# Task prompt
Count the lines below that contain the string "athlete" and reply with the number alone.
(begin)
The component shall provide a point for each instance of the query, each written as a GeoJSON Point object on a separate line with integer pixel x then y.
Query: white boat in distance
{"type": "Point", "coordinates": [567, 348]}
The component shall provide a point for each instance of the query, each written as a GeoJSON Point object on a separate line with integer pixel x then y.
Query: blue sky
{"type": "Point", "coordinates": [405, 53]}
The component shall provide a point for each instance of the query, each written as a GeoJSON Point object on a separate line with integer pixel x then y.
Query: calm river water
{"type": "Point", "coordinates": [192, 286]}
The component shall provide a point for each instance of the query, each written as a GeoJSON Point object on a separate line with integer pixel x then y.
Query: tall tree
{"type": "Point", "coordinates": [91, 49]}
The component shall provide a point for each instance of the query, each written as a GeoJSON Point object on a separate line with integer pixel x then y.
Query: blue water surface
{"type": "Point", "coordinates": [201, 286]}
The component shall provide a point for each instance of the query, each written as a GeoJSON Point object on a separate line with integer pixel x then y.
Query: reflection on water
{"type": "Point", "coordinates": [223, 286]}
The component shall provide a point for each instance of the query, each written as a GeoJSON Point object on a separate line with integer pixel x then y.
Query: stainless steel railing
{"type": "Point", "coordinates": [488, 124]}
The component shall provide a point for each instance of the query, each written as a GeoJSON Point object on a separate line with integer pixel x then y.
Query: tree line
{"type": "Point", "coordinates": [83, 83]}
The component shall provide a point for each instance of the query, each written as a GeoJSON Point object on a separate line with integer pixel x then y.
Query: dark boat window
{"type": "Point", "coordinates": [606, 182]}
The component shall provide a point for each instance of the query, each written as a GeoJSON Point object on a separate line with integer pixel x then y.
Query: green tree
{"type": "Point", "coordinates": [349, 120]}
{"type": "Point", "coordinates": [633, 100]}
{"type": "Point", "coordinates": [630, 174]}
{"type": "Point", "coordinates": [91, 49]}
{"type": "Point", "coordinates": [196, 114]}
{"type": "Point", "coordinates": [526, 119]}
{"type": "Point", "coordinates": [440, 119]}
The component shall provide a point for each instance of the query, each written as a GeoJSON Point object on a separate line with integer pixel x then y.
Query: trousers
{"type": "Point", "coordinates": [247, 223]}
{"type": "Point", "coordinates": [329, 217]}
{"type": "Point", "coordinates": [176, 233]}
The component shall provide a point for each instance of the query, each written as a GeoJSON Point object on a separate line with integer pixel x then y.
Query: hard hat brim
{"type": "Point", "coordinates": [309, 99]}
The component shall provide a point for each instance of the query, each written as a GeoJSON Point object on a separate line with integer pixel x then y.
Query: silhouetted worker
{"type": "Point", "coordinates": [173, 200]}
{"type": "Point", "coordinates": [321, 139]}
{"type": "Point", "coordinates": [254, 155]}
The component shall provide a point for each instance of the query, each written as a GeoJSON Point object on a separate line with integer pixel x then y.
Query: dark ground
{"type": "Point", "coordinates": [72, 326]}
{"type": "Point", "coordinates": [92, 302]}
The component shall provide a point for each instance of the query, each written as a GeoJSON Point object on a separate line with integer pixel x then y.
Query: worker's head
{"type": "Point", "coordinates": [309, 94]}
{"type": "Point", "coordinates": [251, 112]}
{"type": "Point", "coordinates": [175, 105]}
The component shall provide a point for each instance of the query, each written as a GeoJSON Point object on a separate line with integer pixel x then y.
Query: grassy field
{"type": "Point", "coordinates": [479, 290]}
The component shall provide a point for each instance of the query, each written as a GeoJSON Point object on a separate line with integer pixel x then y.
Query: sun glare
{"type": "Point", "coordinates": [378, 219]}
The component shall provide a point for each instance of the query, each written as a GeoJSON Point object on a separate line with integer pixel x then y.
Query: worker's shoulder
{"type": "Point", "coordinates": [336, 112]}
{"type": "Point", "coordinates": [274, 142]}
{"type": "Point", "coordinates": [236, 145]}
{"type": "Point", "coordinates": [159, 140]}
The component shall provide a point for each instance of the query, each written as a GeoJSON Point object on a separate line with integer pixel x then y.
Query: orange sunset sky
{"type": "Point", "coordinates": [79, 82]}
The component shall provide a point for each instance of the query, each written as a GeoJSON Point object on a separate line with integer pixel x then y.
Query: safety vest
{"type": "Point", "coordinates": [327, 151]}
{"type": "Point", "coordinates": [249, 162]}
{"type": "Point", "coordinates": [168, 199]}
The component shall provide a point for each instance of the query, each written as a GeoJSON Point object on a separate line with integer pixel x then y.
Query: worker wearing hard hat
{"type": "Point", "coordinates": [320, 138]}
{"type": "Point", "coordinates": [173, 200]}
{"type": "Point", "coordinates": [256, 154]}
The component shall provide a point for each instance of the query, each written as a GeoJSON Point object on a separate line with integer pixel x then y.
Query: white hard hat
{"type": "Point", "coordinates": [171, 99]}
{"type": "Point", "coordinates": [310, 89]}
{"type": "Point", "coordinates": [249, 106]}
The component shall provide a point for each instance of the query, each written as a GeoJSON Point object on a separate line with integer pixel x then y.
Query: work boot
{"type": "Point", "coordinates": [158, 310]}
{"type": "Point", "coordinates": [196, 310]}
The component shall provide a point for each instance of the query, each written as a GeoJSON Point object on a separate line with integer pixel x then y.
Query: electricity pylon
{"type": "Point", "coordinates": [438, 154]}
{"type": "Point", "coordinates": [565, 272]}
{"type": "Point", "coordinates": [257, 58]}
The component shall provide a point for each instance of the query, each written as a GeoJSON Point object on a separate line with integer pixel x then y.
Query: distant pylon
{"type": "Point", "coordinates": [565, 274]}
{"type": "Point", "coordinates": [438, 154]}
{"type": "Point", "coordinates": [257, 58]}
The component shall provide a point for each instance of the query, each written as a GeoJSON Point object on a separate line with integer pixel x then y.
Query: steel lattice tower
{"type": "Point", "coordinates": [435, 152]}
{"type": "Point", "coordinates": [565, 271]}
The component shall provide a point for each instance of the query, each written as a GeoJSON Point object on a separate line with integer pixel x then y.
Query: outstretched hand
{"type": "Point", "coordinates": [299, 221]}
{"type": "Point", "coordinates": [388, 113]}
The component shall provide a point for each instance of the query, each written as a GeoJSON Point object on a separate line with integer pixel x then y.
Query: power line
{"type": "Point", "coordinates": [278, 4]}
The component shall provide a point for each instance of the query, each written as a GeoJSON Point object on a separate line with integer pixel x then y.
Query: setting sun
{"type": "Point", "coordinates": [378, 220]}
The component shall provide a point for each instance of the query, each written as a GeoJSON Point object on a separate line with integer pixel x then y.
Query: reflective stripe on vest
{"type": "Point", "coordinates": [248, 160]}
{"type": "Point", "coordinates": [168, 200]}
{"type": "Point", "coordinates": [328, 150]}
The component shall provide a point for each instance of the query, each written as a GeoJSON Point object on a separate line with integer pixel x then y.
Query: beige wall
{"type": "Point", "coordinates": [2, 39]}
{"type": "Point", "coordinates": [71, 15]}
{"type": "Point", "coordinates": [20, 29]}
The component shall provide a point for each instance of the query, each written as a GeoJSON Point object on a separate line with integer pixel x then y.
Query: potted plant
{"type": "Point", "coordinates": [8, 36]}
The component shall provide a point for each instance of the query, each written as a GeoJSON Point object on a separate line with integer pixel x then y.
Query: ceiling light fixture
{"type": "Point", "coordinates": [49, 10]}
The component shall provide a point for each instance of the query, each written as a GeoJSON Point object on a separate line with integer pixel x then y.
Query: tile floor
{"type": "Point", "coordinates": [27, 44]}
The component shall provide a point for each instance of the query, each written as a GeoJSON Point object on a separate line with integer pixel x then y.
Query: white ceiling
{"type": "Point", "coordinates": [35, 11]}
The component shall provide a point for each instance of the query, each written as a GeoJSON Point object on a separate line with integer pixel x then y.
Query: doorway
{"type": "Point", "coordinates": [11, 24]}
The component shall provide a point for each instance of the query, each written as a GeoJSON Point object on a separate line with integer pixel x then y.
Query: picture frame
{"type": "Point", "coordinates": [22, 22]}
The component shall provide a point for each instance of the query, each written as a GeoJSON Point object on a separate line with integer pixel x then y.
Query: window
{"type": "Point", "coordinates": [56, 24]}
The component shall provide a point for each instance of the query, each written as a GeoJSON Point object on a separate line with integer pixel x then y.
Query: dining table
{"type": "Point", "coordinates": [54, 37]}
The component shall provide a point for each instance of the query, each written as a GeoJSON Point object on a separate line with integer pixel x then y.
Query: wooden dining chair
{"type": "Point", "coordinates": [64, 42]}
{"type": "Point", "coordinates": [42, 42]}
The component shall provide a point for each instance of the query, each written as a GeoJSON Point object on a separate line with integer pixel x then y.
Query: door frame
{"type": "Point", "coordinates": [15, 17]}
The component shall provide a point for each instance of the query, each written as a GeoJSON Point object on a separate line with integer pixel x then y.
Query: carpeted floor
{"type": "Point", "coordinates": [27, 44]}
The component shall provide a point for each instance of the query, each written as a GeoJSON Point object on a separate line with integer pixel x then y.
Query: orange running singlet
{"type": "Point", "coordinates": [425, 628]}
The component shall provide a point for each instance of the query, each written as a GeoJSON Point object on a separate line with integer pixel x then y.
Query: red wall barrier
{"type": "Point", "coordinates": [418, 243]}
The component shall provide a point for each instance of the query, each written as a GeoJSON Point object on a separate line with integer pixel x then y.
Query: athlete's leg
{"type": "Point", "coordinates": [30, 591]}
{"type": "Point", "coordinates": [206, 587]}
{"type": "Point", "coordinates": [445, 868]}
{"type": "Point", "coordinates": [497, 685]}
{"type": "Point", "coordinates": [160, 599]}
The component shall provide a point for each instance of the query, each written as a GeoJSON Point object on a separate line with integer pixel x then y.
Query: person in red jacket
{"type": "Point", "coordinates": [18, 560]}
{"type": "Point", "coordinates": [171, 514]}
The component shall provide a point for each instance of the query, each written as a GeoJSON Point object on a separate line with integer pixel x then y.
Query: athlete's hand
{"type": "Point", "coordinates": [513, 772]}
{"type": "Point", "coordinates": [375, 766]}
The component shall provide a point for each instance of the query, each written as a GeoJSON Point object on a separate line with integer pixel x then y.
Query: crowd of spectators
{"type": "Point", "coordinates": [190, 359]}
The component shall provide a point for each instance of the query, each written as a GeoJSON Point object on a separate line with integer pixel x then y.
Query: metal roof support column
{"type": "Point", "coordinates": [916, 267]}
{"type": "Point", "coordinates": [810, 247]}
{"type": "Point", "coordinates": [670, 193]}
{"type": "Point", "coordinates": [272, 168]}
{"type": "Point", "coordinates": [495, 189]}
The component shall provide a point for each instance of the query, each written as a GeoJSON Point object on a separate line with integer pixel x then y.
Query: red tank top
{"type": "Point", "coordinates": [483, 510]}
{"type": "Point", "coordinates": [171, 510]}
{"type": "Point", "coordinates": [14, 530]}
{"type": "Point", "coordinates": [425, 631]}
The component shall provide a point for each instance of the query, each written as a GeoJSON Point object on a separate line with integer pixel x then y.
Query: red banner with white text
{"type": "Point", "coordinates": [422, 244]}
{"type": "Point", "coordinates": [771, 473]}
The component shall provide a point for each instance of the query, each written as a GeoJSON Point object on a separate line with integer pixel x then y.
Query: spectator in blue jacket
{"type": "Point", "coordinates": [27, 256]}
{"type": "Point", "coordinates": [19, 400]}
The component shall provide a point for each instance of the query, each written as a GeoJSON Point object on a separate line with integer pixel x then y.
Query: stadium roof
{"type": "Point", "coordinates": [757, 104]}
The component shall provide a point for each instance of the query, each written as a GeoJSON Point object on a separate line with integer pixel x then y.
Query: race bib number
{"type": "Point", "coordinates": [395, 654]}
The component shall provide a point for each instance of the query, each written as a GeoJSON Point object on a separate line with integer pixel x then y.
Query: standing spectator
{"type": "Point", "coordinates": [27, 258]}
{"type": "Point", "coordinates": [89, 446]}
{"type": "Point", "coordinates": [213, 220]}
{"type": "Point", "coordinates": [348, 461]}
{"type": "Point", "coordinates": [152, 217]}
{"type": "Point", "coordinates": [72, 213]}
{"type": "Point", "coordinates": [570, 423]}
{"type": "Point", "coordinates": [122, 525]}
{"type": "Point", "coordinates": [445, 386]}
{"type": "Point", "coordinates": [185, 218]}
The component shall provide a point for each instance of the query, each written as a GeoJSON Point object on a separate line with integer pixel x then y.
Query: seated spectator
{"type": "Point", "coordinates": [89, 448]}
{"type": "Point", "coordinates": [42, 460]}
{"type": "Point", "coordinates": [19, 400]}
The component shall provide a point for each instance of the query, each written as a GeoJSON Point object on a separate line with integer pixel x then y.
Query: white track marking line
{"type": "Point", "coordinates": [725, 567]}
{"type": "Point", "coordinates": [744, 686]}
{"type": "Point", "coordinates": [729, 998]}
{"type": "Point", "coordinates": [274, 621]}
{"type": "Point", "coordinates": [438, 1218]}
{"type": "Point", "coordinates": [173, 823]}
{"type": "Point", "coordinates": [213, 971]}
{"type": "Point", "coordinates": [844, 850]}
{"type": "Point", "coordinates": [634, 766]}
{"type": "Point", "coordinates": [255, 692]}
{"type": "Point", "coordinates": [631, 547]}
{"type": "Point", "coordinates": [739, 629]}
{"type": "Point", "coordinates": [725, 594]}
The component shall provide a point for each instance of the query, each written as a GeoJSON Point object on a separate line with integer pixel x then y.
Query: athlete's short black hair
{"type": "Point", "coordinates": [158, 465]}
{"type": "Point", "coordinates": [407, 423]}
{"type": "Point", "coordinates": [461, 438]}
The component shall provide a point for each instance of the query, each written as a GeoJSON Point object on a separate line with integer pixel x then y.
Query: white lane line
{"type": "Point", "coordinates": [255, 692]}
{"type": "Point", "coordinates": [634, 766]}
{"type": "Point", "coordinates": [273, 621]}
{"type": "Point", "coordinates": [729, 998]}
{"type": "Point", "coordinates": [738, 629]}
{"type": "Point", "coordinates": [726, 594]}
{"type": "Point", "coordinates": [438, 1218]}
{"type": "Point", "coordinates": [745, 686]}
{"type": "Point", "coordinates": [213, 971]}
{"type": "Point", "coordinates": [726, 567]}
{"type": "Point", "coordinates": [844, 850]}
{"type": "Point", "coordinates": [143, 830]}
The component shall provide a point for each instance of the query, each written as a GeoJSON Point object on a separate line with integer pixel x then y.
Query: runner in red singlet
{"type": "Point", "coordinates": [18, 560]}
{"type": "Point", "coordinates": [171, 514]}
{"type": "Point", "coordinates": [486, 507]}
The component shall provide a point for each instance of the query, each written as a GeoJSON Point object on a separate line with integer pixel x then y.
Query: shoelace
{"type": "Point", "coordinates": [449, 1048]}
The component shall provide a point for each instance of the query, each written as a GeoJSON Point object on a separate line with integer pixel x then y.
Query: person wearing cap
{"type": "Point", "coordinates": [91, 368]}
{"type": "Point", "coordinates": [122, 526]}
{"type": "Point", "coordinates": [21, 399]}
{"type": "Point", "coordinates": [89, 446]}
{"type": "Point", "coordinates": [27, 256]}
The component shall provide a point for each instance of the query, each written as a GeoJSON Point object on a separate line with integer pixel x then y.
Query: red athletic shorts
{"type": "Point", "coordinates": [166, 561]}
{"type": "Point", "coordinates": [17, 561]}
(end)
# The reply
3